» Task to carry out
Give an exact copy of the lines of the records below, starting at the line containing "on track shown in this photo." and running to the end.

[Point localization data]
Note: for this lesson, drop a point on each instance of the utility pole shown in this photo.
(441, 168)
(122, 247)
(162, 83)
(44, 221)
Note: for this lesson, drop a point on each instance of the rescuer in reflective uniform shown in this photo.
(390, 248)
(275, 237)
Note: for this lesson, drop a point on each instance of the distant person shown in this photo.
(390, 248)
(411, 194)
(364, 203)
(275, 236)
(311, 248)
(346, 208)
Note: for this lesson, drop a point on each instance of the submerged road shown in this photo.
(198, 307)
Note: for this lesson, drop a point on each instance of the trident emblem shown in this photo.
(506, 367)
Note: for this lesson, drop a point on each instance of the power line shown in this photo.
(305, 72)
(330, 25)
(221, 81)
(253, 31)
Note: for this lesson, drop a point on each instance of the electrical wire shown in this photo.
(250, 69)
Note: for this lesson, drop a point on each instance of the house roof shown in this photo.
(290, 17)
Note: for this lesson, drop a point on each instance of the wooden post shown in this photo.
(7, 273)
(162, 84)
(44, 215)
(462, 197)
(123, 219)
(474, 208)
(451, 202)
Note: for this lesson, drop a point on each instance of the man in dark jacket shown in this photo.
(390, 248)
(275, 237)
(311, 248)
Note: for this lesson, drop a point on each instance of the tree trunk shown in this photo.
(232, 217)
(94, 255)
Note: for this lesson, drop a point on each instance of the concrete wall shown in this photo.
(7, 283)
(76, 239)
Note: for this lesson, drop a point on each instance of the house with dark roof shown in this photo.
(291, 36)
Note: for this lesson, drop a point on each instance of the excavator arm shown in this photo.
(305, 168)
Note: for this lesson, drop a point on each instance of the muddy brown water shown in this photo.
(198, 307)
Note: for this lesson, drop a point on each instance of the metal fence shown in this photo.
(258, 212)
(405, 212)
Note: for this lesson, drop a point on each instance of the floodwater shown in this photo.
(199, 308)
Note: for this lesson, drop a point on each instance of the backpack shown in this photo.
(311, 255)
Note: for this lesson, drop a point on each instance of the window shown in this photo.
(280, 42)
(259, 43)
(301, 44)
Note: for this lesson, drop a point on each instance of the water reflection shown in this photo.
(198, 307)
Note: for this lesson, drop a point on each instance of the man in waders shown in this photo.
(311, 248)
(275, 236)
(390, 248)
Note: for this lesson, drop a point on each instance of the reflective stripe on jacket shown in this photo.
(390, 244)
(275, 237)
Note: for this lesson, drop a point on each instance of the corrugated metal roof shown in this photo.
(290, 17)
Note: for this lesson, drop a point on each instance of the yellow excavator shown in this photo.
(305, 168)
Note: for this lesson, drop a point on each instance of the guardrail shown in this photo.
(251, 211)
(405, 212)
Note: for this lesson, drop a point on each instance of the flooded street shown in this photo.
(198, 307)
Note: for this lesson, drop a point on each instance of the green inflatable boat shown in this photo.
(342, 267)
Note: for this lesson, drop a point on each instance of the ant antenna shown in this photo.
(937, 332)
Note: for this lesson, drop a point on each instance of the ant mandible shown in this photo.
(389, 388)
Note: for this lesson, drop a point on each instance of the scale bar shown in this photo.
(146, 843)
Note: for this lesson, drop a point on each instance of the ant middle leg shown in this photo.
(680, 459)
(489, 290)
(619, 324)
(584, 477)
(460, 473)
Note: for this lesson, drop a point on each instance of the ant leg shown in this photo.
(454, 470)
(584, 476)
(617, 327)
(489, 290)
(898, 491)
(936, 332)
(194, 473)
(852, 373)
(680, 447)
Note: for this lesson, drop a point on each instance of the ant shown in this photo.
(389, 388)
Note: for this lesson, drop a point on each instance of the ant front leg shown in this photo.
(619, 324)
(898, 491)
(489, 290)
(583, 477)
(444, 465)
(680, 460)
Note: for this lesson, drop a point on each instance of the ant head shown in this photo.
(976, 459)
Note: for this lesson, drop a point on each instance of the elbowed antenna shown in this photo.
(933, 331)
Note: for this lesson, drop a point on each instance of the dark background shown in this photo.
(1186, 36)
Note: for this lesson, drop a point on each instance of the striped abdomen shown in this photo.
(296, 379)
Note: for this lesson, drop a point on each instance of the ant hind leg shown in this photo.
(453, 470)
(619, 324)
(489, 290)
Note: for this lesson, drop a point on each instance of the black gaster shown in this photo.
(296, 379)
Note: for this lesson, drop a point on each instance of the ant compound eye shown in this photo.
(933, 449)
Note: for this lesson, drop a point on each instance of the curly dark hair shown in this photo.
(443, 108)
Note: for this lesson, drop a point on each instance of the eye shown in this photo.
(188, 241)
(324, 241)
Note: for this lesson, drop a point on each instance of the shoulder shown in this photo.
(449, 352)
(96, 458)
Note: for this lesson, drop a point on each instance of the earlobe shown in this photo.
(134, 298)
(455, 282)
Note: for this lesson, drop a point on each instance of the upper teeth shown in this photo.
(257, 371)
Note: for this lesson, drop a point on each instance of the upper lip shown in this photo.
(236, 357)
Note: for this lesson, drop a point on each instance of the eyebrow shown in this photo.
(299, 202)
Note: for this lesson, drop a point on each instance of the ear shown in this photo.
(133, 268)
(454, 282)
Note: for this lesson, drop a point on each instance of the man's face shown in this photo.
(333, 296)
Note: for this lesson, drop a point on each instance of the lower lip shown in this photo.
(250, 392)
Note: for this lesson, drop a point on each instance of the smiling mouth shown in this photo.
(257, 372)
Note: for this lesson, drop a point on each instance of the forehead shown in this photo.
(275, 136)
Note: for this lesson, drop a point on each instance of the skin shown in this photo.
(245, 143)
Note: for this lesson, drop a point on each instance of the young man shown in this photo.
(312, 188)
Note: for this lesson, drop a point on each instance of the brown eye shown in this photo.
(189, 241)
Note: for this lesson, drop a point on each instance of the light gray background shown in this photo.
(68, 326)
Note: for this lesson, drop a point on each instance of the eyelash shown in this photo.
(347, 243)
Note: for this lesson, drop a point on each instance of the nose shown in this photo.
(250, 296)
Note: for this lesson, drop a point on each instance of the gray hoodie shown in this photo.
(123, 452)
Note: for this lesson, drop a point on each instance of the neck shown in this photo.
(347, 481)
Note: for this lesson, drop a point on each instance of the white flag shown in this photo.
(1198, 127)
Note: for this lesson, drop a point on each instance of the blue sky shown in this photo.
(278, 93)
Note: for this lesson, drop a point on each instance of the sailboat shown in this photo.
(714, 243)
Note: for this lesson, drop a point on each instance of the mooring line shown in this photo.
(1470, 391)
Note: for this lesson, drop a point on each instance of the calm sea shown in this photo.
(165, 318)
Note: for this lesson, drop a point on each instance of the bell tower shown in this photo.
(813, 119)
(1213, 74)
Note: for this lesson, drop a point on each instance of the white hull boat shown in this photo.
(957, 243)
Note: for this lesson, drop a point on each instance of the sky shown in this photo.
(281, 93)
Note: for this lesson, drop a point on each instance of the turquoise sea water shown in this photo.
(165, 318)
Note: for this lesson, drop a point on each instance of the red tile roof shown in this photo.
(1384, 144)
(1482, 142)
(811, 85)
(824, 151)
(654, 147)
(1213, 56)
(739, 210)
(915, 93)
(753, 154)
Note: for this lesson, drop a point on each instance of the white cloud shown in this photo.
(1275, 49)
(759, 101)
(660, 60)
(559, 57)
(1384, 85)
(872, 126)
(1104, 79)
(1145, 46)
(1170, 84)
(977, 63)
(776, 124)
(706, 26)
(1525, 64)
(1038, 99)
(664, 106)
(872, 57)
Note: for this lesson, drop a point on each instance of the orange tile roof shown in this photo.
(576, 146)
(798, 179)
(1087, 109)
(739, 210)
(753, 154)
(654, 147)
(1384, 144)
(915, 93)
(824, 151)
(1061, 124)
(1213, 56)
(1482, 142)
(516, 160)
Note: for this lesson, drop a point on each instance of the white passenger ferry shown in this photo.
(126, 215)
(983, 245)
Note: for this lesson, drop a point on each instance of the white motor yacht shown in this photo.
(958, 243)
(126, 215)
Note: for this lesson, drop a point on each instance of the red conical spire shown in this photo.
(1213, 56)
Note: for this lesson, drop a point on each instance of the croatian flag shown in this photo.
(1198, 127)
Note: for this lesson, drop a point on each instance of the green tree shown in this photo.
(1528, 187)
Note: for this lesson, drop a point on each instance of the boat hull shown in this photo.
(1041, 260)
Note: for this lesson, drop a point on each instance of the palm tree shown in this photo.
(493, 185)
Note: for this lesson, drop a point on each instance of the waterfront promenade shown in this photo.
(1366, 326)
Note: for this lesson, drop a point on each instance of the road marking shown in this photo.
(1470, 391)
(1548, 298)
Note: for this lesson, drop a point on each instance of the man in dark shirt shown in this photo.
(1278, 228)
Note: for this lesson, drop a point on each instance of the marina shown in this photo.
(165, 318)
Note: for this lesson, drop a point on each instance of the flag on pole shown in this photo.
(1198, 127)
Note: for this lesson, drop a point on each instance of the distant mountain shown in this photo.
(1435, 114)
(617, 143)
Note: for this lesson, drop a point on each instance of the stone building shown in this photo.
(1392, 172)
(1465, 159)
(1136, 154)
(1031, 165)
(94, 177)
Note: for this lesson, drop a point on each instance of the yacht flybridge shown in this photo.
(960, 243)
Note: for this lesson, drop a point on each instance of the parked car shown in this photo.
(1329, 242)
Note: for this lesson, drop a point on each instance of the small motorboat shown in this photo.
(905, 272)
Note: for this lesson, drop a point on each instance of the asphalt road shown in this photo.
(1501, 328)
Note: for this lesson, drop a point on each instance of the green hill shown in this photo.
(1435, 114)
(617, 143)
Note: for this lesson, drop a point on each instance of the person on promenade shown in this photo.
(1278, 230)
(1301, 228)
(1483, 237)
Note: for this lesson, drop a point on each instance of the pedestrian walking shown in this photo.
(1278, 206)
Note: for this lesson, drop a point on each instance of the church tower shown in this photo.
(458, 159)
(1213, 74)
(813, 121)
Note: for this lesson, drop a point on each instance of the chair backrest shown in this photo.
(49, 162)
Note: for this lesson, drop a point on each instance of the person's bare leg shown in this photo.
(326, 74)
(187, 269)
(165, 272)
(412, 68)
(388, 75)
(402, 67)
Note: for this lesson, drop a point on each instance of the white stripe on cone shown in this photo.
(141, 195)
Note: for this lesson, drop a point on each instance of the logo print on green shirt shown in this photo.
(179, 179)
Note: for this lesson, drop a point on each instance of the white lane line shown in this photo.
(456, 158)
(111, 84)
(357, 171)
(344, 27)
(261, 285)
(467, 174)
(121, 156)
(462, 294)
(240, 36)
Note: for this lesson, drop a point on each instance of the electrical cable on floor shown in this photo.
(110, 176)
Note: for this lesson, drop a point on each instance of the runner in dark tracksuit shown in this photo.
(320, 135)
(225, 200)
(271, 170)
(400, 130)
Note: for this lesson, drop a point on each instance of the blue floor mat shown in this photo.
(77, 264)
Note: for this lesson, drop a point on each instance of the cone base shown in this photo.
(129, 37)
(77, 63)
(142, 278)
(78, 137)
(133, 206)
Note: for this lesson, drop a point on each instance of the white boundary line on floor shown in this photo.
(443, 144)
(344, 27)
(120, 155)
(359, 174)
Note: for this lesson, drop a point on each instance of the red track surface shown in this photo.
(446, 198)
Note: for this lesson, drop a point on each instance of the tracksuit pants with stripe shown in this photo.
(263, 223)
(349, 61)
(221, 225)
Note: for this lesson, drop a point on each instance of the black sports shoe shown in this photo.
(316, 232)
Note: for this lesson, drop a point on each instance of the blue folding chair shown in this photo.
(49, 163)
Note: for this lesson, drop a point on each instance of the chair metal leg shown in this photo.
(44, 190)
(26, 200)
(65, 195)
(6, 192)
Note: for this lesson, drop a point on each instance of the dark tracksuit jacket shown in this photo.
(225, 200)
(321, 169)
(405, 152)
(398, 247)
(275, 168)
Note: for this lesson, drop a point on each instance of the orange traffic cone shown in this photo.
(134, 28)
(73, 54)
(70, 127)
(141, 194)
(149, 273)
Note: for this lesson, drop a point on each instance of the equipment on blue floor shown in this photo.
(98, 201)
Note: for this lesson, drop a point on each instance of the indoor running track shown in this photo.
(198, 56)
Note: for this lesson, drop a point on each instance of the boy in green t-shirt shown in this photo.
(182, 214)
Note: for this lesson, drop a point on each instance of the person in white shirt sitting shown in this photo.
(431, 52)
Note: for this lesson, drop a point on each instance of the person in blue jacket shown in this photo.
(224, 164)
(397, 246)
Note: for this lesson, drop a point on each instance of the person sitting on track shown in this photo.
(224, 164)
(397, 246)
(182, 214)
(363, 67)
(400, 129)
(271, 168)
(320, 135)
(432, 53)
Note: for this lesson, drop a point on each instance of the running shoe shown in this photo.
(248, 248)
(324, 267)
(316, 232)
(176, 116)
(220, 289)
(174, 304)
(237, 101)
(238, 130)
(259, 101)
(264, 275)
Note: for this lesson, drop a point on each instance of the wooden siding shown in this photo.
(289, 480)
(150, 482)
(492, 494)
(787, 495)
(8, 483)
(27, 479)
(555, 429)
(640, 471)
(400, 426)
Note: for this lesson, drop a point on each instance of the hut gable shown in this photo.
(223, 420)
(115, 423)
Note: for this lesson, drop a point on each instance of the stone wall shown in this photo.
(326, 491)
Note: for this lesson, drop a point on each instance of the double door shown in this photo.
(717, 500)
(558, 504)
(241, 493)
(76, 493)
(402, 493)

» Response area
Note: for this lesson, drop a point on each instance of the person sitting on track shown in this photo.
(224, 164)
(397, 246)
(182, 214)
(363, 67)
(400, 129)
(271, 168)
(320, 135)
(432, 53)
Note: for this lesson, drop a point on each instance of the running shoe shown in this photo.
(248, 248)
(324, 267)
(316, 232)
(176, 116)
(220, 289)
(174, 304)
(237, 101)
(238, 130)
(259, 101)
(264, 275)
Note: for this lesson, drop a point on each instance of the wooden siding shown in this photo.
(289, 480)
(150, 482)
(492, 494)
(787, 495)
(8, 483)
(27, 479)
(555, 429)
(640, 471)
(400, 426)
Note: for this lesson, drop a point on each instance of the hut gable shown in this photo.
(223, 420)
(115, 423)
Note: for this lesson, drop a point on each instance of the stone wall shown in this photo.
(326, 491)
Note: for this lesson, drop a point on each instance of the double door shown in this photo.
(717, 500)
(558, 504)
(241, 493)
(76, 493)
(402, 493)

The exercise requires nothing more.